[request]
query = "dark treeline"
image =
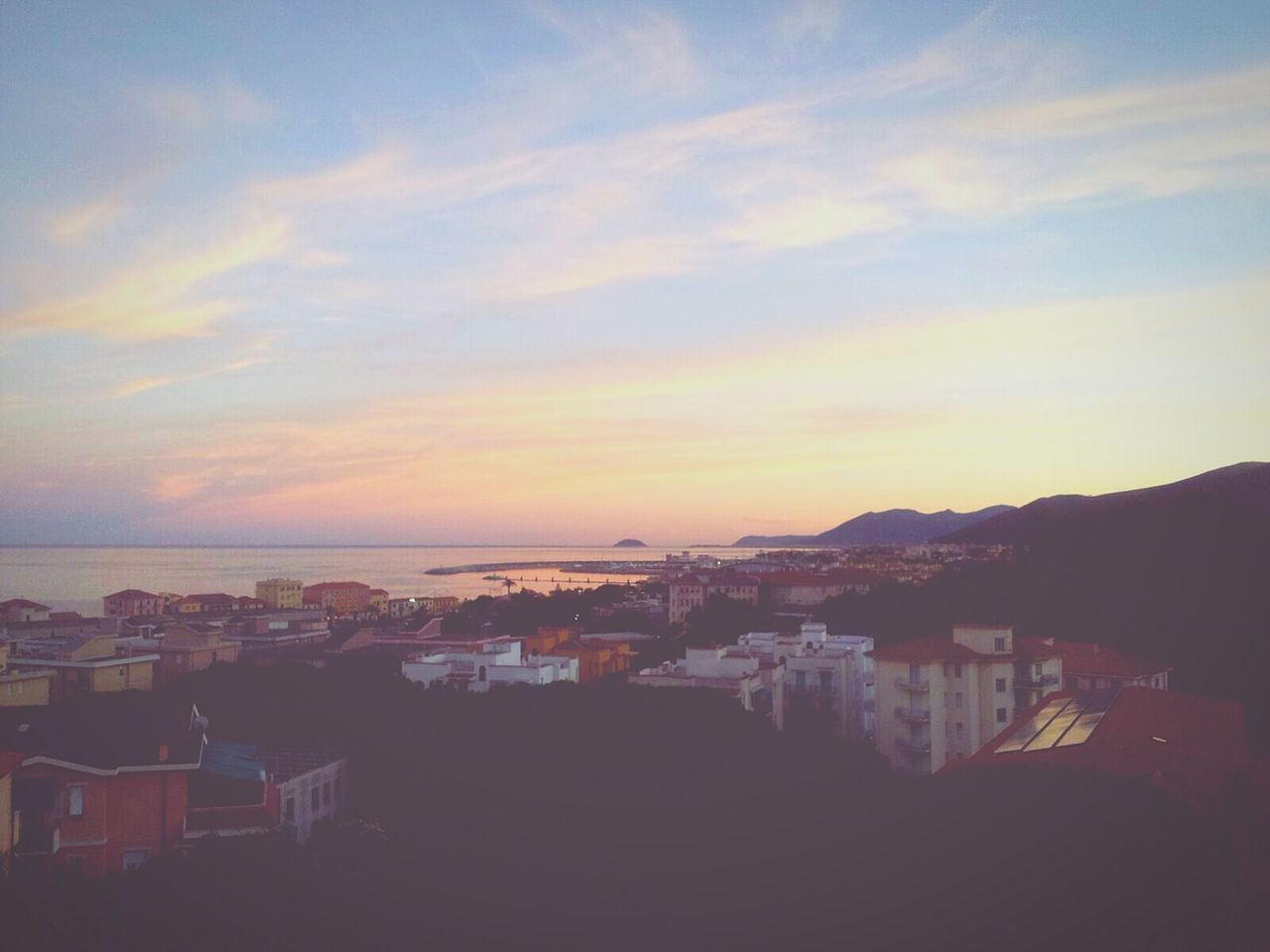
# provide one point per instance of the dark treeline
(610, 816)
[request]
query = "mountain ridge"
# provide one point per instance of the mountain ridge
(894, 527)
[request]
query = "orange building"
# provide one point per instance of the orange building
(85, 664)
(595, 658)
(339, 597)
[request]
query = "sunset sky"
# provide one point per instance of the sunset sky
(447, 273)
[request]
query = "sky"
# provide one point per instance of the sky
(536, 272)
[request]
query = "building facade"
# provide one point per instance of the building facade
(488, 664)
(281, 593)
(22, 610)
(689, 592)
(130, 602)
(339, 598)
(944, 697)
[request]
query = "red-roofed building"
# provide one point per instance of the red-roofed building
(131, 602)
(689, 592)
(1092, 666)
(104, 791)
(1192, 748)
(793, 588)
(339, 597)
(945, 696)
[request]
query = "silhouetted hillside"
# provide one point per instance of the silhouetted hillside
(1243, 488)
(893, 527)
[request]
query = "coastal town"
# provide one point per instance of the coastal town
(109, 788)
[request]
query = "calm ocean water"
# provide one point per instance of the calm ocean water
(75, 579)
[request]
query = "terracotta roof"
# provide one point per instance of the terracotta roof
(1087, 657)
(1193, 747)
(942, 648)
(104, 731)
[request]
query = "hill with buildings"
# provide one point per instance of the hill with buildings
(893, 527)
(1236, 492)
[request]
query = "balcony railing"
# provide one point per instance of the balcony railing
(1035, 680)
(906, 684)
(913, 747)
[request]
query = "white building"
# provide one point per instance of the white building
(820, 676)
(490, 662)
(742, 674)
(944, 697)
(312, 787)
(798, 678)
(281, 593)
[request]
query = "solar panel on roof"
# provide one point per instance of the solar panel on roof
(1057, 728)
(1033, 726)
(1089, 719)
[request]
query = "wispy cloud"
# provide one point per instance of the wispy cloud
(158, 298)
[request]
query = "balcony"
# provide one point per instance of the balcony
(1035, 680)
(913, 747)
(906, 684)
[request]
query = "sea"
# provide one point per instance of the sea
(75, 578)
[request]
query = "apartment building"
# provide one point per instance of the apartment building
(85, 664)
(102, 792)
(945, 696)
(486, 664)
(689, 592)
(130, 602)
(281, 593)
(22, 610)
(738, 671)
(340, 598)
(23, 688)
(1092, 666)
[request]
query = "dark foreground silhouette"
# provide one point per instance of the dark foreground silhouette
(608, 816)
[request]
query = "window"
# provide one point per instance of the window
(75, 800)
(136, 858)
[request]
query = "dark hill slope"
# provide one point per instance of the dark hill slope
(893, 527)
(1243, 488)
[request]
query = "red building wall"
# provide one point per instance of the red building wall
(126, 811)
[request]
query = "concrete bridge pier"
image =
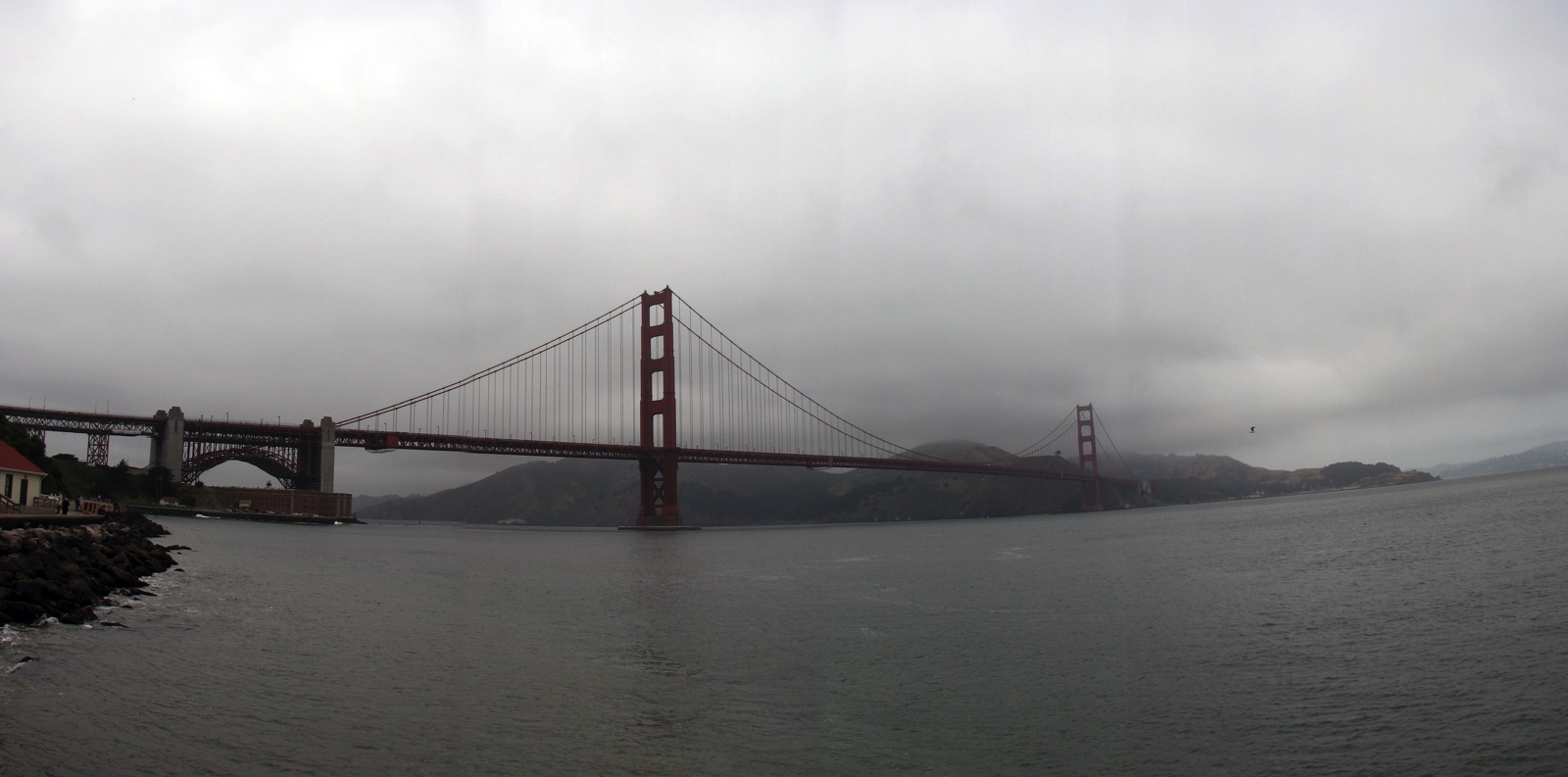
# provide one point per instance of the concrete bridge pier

════

WHAT IS EXPECTED:
Would you return the material above exactly, apart from its pictures?

WRITTEN ANSWER:
[request]
query = "dark treeline"
image =
# provide one point per instance of the dark treeline
(610, 816)
[request]
query = "mountain ridge"
# provide one point per instance of the mountain ridge
(894, 527)
[request]
query = "orange building"
# provide one point per instance of the orange building
(85, 664)
(595, 658)
(339, 597)
[request]
query = "sunset sky"
# provide one point per instance of the sunset sky
(447, 273)
[request]
query = "sky"
# provide one point per instance of the sky
(536, 272)
[request]
query = "building facade"
# provide one point per instance of the building facade
(488, 664)
(281, 593)
(22, 610)
(689, 592)
(130, 602)
(339, 598)
(944, 697)
[request]
query = "red-roofed building"
# provide one point per instance of the red-roofed building
(131, 602)
(689, 592)
(1092, 666)
(104, 791)
(1192, 748)
(793, 588)
(339, 597)
(945, 696)
[request]
query = "silhouetted hillside"
# provide one point per instance of the silhouetted hillside
(1243, 488)
(893, 527)
[request]
query = "coastal town"
# provide one point per instance of the coastal town
(109, 788)
[request]
query = "calm ocean water"
# provide one point per instance of the calm ocean water
(75, 579)
[request]
query = "terracotta roof"
# provide one point per instance of the terracotta roof
(1087, 657)
(1193, 747)
(942, 648)
(104, 731)
[request]
query = "hill with buildings"
# provide one point per instance of the hill with buildings
(893, 527)
(1236, 492)
[request]
query = "balcony railing"
# provide one point per instance of the balcony railing
(1035, 680)
(906, 684)
(913, 747)
[request]
query = "white building"
# provide one point per instance of the white building
(820, 676)
(490, 662)
(742, 674)
(944, 697)
(312, 787)
(798, 678)
(281, 593)
[request]
query = "solar panel on roof"
# provide one point per instance of the solar panel on roof
(1057, 728)
(1033, 726)
(1089, 719)
[request]
query = "wispy cloud"
# provide one point per instance of the wispy cloud
(158, 298)
[request]
query = "balcony"
# provide one point per instance of the balcony
(1035, 680)
(913, 747)
(906, 684)
[request]
query = "sea"
# provide one point per instance of the sea
(75, 578)
[request]
query = "apartment building"
# provide one point per instance of the apartment building
(85, 664)
(102, 792)
(945, 696)
(486, 664)
(689, 592)
(130, 602)
(281, 593)
(22, 610)
(738, 671)
(340, 598)
(23, 688)
(1092, 666)
[request]
query = "dark foreground silhouette"
# provide one point per instance of the dark foreground silhouette
(608, 816)
[request]
query = "window"
# provide one point per instance of the window
(75, 800)
(136, 858)
[request]
query = "dark hill slope"
# provide one point per instance of the dark hill slope
(893, 527)
(1243, 488)
[request]
query = "red building wall"
# provide one point per instance of the red building wall
(126, 811)
[request]
query = "concrete bridge pier"
image =
# provide one point per instance of the concrete bridge pier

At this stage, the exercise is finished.